Action item
Return the entire listing, character for character.

Records provided
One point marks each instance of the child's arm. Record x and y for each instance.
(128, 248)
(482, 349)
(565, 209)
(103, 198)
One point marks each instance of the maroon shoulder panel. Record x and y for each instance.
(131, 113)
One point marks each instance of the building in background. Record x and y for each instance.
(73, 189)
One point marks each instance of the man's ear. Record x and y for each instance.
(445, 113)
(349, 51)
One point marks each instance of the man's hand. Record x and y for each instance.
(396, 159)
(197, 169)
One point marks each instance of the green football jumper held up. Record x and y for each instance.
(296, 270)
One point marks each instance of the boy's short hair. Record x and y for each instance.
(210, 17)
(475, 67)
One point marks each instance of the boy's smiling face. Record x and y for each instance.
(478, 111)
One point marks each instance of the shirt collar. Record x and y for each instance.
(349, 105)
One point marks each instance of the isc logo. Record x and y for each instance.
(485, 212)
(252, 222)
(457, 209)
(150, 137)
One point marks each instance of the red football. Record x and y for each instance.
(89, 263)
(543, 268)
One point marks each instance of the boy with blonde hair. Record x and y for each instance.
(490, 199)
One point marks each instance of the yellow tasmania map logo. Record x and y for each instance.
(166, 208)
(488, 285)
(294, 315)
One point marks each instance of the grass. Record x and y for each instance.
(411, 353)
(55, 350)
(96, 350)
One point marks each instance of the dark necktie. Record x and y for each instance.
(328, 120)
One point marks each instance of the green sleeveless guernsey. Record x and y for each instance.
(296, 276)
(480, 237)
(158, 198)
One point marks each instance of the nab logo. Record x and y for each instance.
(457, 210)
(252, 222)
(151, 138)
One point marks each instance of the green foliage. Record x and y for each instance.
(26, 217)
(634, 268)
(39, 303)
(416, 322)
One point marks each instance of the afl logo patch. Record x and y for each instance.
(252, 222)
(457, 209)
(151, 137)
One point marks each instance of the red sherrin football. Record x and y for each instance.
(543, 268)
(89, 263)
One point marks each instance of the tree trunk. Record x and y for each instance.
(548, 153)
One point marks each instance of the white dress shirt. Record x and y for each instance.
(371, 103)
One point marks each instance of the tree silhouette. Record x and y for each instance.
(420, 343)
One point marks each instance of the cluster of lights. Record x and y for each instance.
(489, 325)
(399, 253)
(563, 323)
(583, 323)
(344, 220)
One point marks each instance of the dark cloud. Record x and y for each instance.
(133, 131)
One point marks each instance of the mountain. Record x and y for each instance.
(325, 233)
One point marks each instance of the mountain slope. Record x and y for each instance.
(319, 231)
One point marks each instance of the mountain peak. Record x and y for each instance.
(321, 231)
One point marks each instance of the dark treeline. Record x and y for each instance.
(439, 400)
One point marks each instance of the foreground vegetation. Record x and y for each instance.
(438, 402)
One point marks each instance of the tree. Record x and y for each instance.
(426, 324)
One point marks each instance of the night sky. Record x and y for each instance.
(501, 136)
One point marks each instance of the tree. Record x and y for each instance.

Answer box
One point marks each instance of the child's arm. Record x and y for each instance.
(128, 248)
(482, 349)
(565, 209)
(103, 198)
One point marks each instance of the maroon shoulder panel. Record x and y for each instance.
(131, 113)
One point marks each instance of the building in background. Record x and y for each instance.
(73, 189)
One point marks each instance of the man's ear. Record x and y for each instance.
(445, 113)
(349, 51)
One point marks each instance of the man's hand. Record x and y for each instance.
(396, 159)
(197, 169)
One point marks each instance of the green football jumper held up. Record x and y for each instance.
(296, 270)
One point marks each instance of the boy's short hair. Record x and y for each instance.
(210, 17)
(475, 67)
One point marks each instance of the boy's smiling face. Record x and y for each instance.
(478, 111)
One point marks each instance of the shirt collar. Record x and y for each instance.
(349, 105)
One point marks each instance of the isc logo. Record x and y for each instance.
(485, 212)
(252, 222)
(457, 209)
(150, 137)
One point marks each instance of the red football. Record x and y for each instance.
(89, 263)
(543, 268)
One point marks each instance of the boy with blonde hair. Record x and y for each instance.
(490, 199)
One point marks each instance of the yellow tasmania map logo. Record x and y for each instance.
(166, 208)
(488, 285)
(294, 315)
One point marks each instance of the grass. Record x and y for each instance.
(411, 353)
(55, 350)
(96, 350)
One point marks each instance of the dark necktie. Record x and y for each instance.
(328, 120)
One point marks each instance of the green sleeveless guernsey. Record x and y for each instance.
(296, 276)
(480, 237)
(158, 198)
One point marks each instance of the nab logo. Record x and y for each instance.
(457, 210)
(252, 222)
(151, 138)
One point marks each instance of the green foliage. Record x and y for each instance.
(26, 217)
(634, 268)
(39, 303)
(416, 322)
One point marks each instance of the afl logo patch. Record x and y for each instance.
(252, 222)
(457, 209)
(151, 137)
One point marks each instance of the red sherrin football. Record x and y for each instance.
(543, 268)
(89, 263)
One point marks each instance of the tree trunk. Record x and y for each instance.
(548, 153)
One point marks each instance of the white dress shirt. Record x and y for each instance.
(371, 103)
One point marks each instance of the tree silhouette. Record x and y for each instance.
(420, 343)
One point marks each instance of the cluster of lights. Record x and y for each instance.
(489, 325)
(399, 253)
(563, 323)
(583, 323)
(344, 220)
One point marks each instance of the dark cloud. Record x and y for each instance.
(133, 131)
One point marks each instance of the mountain. Record x and y for each instance.
(325, 233)
One point marks each instance of the mountain slope. Record x and y for each instance.
(319, 231)
One point marks each instance of the mountain peak. Record x and y for each instance.
(321, 231)
One point marks each instance of the dark treeline. Record x and y for each instance.
(439, 400)
One point marks each instance of the foreground vegetation. Record x and y for each instance.
(438, 402)
One point marks each instance of the tree. Record x and y for each instance.
(426, 324)
One point marks each instance of the night sky. Record x and y for each instance.
(501, 136)
One point marks each instance of the tree. Record x and y for each instance.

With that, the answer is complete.